• **EXTRACT TO READ**

▼▼▼

| The "analyze" feature works pretty well. My comments underindex on "this" - because I have drilled into my communication style never to use pronouns without clear one-word antecedents, meaning I use "this" less frequently that I would otherwise. They also underindex on "should" - a word I have drilled OUT of my communication style, since it is judgy and triggers a defensive reaction in others when used. (If required, I prefer "ought to") My comments also underindex on personal pronouns (I, my). Again, my thought on good, interesting writing is that these are to be avoided. In case anyone cares. |
I suppose it's possible the "analyze"-reported proportions are a lot more precise and reliably diagnostic than I imagine. I haven't yet looked in detail at the statistical method.
Also, of course, it would require integration with NLP tooling such as WordNet (or whatever's SOTA there something like a decade and a half on) and a bit of Porter stemming to do part-of-speech tagging. If one 0.7GB dataset is heavyweight where this is running, that could be a nonstarter; stemming is trivial and I recall WordNet being acceptably fast if maybe memory hungry on a decade ago's kinda crappy laptop, but I could see it requiring some expensive materialization just to get datasets to inspect. (How exactly do we define "more common" for eg "smooth?" Versus semantic words, all words, both, or some combination? Do we need another dataset filtered to semantic words? Etc.)
If we're dreaming and I can also have a pony, then it would be neat to see both the current flavor, one focused on semantics as above, and one focused specifically on syntax as this one coincidentally often seems to act like. I would be tempted to offer an implementation, but I'm allergic to Python this decade.

▲▲▲

• **WHAT TO WORK ON**
Answer these about the forum thread on the "analyze" feature:
(a) When a word like "should" is needed, what phrase does the first commenter prefer?
(b) How big is the dataset that might be too heavyweight where this runs?
(c) Which programming language does the last commenter say they are allergic to this decade?
The rows after this come from a different source than the thread.

Collected data:
▼▼▼

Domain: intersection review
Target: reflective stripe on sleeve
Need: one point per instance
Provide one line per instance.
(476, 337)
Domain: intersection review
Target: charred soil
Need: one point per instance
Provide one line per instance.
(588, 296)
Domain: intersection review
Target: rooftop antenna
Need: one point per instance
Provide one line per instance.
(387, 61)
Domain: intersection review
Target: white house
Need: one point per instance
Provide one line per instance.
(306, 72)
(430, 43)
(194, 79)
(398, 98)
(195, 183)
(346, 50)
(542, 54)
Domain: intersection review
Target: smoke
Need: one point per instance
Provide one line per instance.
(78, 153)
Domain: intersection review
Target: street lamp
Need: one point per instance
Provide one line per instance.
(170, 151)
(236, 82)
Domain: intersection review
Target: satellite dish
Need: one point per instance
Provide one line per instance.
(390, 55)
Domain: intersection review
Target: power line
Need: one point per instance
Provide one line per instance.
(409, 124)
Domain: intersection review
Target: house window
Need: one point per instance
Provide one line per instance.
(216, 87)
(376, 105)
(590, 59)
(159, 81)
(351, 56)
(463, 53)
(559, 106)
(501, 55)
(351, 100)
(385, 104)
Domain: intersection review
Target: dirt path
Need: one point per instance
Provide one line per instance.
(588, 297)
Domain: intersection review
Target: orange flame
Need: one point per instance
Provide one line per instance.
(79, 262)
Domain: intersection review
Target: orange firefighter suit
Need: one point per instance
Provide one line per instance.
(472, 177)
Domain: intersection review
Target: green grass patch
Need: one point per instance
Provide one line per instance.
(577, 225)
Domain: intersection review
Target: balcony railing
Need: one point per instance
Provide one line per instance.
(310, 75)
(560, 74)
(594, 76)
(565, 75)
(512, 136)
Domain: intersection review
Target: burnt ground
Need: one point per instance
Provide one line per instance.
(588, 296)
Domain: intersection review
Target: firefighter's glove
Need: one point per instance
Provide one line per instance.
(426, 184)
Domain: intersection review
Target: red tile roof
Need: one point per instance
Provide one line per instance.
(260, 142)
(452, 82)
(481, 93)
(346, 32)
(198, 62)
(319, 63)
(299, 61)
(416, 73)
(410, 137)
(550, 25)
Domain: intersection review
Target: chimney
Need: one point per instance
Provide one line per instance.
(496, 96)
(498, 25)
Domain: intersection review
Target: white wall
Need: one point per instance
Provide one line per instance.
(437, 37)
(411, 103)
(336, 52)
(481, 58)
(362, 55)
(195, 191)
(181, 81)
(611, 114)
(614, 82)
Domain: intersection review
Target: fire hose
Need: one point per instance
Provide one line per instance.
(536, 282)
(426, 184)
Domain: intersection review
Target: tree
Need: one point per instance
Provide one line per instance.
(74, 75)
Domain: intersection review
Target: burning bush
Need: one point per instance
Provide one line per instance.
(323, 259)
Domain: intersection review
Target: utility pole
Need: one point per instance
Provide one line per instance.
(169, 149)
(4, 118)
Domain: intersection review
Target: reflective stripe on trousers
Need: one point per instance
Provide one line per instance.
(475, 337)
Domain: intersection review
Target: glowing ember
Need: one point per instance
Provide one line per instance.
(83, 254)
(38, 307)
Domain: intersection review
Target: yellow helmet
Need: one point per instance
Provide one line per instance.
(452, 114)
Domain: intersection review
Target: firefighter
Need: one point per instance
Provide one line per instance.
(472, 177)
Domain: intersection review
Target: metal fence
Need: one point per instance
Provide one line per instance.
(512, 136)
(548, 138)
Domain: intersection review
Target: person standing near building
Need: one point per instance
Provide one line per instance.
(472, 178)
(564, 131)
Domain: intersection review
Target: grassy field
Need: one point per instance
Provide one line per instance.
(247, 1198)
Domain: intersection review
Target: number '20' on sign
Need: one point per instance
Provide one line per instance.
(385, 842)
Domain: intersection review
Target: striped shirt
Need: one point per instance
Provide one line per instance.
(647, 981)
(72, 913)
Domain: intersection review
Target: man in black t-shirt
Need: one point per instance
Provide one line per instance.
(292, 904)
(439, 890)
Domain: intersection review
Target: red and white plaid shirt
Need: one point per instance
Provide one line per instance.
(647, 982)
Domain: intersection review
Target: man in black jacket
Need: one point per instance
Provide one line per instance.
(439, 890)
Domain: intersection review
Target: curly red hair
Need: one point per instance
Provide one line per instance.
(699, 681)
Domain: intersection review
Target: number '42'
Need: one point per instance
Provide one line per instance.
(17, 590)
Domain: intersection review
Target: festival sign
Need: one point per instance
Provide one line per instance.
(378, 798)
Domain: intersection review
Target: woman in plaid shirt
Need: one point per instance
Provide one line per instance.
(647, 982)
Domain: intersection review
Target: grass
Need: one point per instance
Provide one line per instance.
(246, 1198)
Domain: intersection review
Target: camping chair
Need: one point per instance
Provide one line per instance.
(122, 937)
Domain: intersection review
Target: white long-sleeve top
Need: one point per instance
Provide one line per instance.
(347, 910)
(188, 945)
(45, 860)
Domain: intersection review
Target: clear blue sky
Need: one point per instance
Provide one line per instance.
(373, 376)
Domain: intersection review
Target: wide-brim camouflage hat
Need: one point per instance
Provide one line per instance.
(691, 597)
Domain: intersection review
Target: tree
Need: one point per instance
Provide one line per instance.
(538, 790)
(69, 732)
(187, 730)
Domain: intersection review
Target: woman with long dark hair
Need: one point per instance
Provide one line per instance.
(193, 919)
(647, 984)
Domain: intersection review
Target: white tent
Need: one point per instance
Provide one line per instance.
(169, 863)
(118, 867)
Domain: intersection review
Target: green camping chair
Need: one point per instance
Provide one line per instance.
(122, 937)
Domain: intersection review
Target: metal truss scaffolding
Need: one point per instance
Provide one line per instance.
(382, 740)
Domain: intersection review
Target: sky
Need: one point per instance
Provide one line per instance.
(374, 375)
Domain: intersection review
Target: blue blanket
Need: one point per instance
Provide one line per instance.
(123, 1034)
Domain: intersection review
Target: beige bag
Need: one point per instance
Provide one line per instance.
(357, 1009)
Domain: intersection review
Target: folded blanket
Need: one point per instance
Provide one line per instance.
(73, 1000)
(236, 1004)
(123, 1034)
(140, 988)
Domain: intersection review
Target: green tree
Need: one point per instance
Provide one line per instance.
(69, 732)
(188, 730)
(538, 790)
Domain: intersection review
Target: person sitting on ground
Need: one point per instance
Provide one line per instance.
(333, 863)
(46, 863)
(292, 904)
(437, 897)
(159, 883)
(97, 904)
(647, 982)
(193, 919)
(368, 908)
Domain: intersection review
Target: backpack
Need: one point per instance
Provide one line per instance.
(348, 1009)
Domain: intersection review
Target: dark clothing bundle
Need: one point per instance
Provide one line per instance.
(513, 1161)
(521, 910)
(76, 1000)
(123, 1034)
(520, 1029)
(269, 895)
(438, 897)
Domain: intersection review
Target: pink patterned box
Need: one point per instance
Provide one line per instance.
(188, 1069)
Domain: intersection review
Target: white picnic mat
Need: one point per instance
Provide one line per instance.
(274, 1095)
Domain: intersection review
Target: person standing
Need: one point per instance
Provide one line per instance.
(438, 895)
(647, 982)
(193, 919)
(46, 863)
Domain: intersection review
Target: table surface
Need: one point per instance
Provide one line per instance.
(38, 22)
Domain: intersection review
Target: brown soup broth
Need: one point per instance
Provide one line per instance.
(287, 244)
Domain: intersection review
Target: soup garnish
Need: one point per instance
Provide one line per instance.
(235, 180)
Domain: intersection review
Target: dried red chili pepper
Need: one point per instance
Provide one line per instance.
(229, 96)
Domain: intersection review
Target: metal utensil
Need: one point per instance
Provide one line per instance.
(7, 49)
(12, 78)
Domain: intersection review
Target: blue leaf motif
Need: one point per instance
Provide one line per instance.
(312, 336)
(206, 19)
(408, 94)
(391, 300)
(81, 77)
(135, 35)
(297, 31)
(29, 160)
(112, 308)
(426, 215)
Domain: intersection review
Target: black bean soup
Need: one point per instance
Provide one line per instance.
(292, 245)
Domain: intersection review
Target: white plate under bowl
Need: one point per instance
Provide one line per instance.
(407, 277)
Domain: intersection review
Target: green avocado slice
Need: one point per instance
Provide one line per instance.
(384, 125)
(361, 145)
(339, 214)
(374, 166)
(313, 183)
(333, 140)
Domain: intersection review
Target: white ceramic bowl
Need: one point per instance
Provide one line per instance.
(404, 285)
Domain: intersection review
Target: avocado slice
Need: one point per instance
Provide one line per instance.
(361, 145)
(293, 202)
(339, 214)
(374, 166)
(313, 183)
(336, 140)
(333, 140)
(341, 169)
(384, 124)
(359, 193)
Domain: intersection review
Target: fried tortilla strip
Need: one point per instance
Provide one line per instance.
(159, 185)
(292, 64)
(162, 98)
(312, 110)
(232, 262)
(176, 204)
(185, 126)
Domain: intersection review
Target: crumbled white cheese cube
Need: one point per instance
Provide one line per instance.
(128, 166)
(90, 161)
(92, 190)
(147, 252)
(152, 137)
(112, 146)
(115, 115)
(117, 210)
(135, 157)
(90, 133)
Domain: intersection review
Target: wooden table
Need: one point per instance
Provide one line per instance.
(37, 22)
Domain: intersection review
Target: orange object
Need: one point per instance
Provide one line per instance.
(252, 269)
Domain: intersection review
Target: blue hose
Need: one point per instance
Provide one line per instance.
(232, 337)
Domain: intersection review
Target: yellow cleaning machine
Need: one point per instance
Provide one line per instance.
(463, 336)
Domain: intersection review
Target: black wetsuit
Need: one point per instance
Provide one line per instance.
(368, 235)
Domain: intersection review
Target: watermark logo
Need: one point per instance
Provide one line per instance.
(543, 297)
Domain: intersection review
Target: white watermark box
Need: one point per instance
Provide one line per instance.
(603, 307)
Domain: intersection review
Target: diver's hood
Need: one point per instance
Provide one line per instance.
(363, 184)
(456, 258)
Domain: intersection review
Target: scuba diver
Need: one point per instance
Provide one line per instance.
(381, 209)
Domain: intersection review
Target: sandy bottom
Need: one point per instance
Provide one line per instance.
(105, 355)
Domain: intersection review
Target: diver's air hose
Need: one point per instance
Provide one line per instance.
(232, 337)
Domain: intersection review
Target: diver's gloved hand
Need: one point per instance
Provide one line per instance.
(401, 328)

▲▲▲

• **EXERCISE SOLUTION**
(a) "ought to"
(b) 0.7GB
(c) Python